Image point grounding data
◇ ◇ ◇ ◇ ◇ ◇ ◇
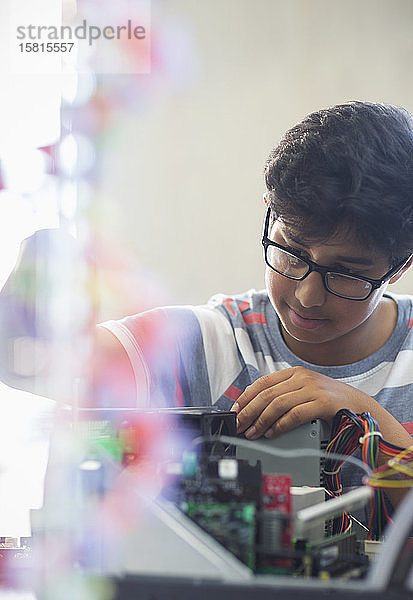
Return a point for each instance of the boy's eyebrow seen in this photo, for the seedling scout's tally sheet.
(353, 260)
(356, 260)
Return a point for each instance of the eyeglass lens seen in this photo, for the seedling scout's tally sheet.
(293, 267)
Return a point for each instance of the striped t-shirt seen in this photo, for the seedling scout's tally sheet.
◇ ◇ ◇ ◇ ◇ ◇ ◇
- Exercise instructions
All of the entries above are to be written out exactly, with no pictures.

- Answer space
Return a point for each instance of the boy's eyebrow seen in this photo, for the seedling scout's tally sheet.
(353, 260)
(356, 260)
Return a point for each instance of the eyeglass lens seen in this photo, for the seedling scout's tally sheet.
(293, 267)
Return a point for each instance of the striped t-shirt seen in this photo, for the seedling scout's tally sheet.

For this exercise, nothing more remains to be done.